Start of Records for this task

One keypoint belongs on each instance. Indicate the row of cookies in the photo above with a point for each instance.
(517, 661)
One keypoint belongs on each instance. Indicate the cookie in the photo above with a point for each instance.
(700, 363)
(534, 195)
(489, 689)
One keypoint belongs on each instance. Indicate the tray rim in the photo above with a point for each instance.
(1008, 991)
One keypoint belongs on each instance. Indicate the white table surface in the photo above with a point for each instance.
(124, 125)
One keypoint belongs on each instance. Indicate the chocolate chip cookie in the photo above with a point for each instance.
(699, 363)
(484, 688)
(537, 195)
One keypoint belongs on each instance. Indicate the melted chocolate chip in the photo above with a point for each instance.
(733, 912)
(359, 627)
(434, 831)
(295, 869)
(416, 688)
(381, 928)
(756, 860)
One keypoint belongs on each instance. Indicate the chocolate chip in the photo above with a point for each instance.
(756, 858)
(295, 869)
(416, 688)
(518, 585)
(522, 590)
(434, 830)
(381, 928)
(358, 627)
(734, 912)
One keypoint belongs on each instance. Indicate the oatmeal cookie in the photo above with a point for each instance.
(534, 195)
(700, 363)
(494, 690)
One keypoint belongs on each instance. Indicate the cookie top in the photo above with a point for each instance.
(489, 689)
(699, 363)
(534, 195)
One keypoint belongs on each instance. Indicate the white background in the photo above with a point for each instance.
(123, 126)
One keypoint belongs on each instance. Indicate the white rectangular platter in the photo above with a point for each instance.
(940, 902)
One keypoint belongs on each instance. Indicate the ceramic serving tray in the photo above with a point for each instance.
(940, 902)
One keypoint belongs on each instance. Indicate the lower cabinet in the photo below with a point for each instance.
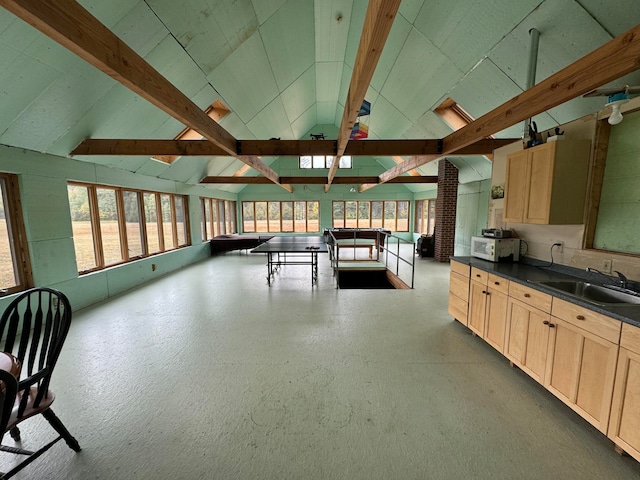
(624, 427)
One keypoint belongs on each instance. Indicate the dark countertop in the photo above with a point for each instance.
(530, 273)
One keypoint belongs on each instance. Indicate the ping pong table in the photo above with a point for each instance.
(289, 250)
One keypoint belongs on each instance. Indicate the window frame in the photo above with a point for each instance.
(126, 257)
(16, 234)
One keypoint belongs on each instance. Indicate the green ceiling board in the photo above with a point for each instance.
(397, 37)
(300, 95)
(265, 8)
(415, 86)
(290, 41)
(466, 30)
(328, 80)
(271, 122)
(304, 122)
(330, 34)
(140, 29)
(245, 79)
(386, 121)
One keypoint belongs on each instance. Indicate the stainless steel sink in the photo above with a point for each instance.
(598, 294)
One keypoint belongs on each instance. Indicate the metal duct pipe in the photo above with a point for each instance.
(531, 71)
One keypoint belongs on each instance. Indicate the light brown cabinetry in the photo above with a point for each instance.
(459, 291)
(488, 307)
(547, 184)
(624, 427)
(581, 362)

End of Records for this task

Without the images, write out each line of the data verbatim.

## [Exercise output]
One keypoint belongs on each instance. Indicate the row of cookies in the photo above with a point for each instance.
(517, 661)
One keypoint belongs on each instance. Indicate the cookie in the photo above with a point for each instance.
(700, 363)
(534, 195)
(489, 689)
One keypoint belongs on each instance. Indicate the tray rim in the photo above with a point for each instance.
(1008, 991)
One keypoint belongs on each instance. Indicate the white table surface in the photo above with a point for each instance.
(124, 125)
One keypoint belongs on each instance. Indicate the chocolate chip cookie in the photo above with a point for each instance.
(699, 363)
(484, 688)
(537, 195)
One keypoint belongs on each instance. Indicate the melted chocolate chip in the photo above with a point for each instance.
(733, 912)
(359, 627)
(434, 831)
(295, 869)
(416, 688)
(381, 928)
(756, 860)
One keypoint belongs on each instance. Indicate the chocolate chip in the photo above with a point for each instance.
(756, 858)
(295, 869)
(416, 688)
(518, 585)
(522, 590)
(434, 830)
(381, 928)
(358, 627)
(734, 912)
One keypoint belongs on each instance. Indicate the oatmeal cookie in the photo above with a point for each instance.
(534, 195)
(700, 363)
(494, 690)
One keypoint belongs on each instance. Indicate the cookie top in the photo above with a point for each instance.
(489, 689)
(699, 363)
(534, 195)
One keypoint belongs on each instance. Indicate the white background in the photo above with a point for each instance.
(123, 126)
One keypoint belongs on each instance. Indicate the white rectangular platter in the photo above with a point for each instance.
(940, 902)
One keypoint belongs on each instance. Indicate the ceramic serving tray in the photo above with a point for each instance.
(940, 902)
One keypoint belongs on each instance. Indicate the lower cabinet in the photo below with a point for each instance.
(624, 427)
One keypoint belongs on each instance. Indicate the dark countertop in the photo above with a point for each instance.
(530, 273)
One keypoint belongs on each instance. Indicate the ping pong table in the photo above with a point for each instance.
(289, 250)
One keypoint belongs on each instance. Indicate the window frame in the photo above with a point for each instance.
(126, 257)
(16, 234)
One keypoint belongs on each instance. Indicate the green ceiling board in the photo above with a point for each instance.
(397, 37)
(300, 95)
(265, 8)
(415, 86)
(290, 41)
(466, 30)
(328, 80)
(271, 122)
(304, 122)
(330, 34)
(140, 29)
(245, 79)
(386, 121)
One keypoint belongs on each instance. Indicate the stainless steel sink in the photo above with a point for each instance.
(598, 294)
One keypoint belongs on each instance. Indicate the metal duct pipe in the photo above with a point for each instance.
(531, 71)
One keypoint belongs on each instance. Indicate the light brown cabinetry in the photo above with a point for each instance.
(459, 291)
(488, 307)
(547, 184)
(624, 427)
(581, 362)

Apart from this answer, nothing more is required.